→ **To do**
Copy out, character for character, everything from the line containing "target | light switch plate" down to the last line of the items, both ends included.

→ **Listing**

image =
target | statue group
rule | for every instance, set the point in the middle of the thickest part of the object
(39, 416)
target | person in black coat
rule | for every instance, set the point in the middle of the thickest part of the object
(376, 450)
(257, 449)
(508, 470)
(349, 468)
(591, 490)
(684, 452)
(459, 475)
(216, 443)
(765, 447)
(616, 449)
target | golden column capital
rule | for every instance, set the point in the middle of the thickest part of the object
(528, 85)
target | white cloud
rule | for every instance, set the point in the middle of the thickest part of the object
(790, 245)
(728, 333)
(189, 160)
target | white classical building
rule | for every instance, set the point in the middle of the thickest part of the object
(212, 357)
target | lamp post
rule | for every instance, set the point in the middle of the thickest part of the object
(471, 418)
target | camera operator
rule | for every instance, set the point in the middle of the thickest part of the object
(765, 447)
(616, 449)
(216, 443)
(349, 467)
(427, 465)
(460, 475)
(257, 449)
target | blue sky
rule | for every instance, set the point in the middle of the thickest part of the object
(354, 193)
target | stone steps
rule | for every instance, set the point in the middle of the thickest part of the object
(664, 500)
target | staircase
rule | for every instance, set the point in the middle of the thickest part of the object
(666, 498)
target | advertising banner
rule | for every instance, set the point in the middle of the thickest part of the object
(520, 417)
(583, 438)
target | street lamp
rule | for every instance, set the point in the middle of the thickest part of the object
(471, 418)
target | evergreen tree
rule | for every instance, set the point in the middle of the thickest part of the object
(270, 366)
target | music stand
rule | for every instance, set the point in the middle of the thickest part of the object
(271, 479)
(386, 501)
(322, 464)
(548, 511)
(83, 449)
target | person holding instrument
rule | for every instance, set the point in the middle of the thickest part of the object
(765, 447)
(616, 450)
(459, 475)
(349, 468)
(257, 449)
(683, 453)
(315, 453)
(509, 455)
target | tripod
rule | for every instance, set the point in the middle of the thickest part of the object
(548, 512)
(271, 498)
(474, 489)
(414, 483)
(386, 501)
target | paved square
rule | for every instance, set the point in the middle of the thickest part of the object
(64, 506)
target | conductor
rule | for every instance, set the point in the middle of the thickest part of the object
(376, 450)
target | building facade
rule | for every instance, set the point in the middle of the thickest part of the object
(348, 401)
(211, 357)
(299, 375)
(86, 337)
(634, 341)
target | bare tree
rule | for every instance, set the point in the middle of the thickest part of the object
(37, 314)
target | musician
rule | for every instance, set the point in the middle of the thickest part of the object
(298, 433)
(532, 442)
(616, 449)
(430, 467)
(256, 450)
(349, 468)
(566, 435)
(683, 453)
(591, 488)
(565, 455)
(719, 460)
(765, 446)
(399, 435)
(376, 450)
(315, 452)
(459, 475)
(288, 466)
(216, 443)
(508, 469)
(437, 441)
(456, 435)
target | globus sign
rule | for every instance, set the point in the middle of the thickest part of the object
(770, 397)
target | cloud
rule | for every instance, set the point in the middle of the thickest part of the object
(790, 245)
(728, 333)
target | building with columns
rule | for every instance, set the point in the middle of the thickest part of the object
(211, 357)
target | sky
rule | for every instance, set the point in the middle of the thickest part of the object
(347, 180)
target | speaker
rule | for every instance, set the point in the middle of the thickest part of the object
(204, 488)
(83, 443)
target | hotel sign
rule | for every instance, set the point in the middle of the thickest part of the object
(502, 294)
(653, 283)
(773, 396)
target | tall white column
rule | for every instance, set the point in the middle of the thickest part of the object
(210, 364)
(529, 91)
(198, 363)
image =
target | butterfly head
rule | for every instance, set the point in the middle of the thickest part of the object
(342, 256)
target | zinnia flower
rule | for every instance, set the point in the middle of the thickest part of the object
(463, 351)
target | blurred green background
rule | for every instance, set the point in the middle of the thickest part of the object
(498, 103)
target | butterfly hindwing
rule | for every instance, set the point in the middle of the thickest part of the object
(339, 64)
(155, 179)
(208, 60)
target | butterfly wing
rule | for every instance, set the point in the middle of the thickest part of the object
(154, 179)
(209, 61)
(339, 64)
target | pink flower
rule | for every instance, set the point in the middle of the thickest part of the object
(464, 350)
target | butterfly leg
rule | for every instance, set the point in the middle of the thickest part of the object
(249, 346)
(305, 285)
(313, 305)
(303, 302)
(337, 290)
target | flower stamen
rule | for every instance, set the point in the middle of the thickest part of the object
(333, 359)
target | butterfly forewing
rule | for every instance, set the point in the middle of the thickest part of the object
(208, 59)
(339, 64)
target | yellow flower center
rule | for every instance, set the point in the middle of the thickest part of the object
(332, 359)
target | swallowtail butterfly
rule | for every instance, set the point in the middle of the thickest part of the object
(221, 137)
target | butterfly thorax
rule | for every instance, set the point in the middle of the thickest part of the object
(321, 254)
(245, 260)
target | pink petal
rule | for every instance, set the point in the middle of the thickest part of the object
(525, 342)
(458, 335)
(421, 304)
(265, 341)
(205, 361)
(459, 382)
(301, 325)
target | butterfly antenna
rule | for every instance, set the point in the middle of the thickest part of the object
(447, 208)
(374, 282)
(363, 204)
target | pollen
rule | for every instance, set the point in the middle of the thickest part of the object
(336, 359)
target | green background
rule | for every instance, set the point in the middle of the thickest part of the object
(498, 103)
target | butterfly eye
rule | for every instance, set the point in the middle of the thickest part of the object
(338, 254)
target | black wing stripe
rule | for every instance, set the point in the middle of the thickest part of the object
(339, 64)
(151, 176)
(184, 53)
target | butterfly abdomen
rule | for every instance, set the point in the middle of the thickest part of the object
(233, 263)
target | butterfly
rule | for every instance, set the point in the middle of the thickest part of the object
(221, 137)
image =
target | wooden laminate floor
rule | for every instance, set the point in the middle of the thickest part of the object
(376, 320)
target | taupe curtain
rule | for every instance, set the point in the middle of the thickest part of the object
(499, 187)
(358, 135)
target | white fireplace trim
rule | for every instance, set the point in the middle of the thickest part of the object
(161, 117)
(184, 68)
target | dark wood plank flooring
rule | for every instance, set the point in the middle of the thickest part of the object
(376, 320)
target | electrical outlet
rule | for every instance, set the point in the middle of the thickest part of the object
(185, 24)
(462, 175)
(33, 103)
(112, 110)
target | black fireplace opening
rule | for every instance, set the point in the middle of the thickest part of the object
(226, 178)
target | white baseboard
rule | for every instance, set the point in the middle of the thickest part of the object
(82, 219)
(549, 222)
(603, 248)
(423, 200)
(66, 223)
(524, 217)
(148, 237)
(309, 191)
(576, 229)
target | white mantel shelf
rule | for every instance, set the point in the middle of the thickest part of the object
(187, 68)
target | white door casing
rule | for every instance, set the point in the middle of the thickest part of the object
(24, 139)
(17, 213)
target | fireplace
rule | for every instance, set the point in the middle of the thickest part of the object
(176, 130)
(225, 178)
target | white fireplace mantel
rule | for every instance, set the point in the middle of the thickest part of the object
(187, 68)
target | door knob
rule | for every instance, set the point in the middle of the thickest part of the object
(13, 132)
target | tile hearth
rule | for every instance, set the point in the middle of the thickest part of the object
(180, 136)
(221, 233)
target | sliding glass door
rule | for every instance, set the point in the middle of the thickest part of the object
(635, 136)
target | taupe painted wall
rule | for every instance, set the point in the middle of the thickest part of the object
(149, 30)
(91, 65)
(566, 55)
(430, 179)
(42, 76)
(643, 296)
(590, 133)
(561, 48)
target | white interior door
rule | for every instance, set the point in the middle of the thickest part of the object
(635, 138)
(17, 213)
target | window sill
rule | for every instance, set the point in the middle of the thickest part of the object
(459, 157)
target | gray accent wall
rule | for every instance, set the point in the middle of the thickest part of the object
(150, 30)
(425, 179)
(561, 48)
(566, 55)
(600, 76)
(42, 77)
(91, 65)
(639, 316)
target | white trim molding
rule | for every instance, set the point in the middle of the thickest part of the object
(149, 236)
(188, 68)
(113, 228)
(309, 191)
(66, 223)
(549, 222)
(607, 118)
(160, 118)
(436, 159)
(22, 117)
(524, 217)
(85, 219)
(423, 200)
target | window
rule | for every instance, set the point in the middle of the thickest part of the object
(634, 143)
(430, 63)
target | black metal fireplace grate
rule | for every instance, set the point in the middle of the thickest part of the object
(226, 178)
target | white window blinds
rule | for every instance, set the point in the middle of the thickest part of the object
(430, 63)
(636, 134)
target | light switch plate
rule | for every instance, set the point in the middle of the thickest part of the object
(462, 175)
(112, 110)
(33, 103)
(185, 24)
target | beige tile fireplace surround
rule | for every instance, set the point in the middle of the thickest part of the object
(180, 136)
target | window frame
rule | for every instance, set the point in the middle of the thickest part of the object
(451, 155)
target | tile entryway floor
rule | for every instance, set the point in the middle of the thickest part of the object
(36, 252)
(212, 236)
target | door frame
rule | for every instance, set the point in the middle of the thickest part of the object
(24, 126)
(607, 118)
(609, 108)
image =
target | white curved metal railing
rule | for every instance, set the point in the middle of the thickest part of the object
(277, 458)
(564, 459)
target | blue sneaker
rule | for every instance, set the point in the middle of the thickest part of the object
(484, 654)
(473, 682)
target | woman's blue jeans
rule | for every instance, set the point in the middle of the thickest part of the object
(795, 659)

→ **The solution**
target | light switch plate
rule | for every instance, set the point in the middle of the thickest part of the object
(462, 175)
(112, 110)
(33, 103)
(185, 24)
target | beige tile fireplace surround
rule | for every instance, set the point in the middle of the thickest part of the object
(180, 136)
target | window frame
rule | for every instance, set the point in the middle of the thickest part of the object
(451, 155)
target | tile entryway floor
rule | for every instance, set the point in the middle of the thickest part of the object
(36, 252)
(212, 236)
target | door frame
rule | for every instance, set the point in the middle of the thickest part of the object
(24, 126)
(607, 118)
(609, 108)
image =
target | white curved metal railing
rule | for every instance, set the point in the middle of the thickest part of the object
(277, 458)
(564, 459)
target | blue sneaker
rule | for every instance, set the point in the middle of the thickest part of the object
(484, 654)
(473, 682)
target | woman's blue jeans
rule | for every instance, set the point in the middle of the thickest part of the object
(795, 659)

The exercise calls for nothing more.